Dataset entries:
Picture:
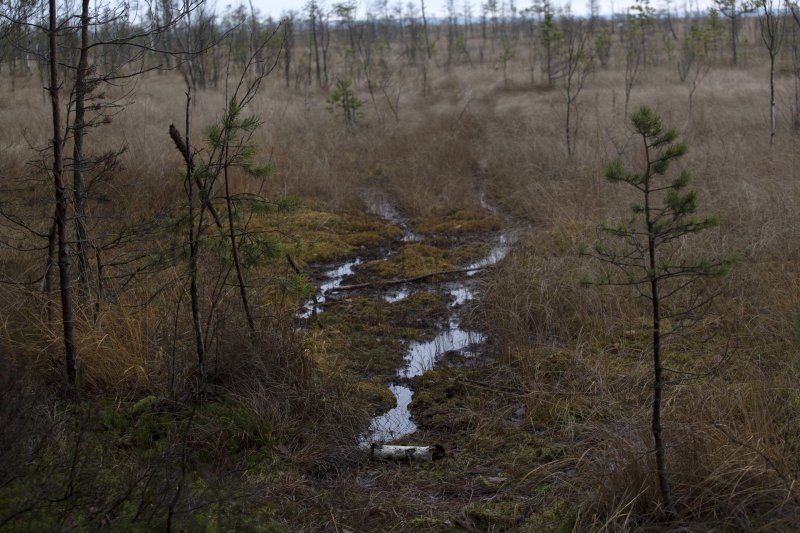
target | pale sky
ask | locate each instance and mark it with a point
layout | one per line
(435, 8)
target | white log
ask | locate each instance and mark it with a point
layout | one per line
(389, 452)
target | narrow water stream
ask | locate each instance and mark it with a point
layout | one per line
(420, 356)
(423, 356)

**AIM OF THE EXERCISE**
Look through the entries and return every line where "target" appears.

**WRITTEN SOLUTION**
target | pale sky
target | white log
target | narrow water stream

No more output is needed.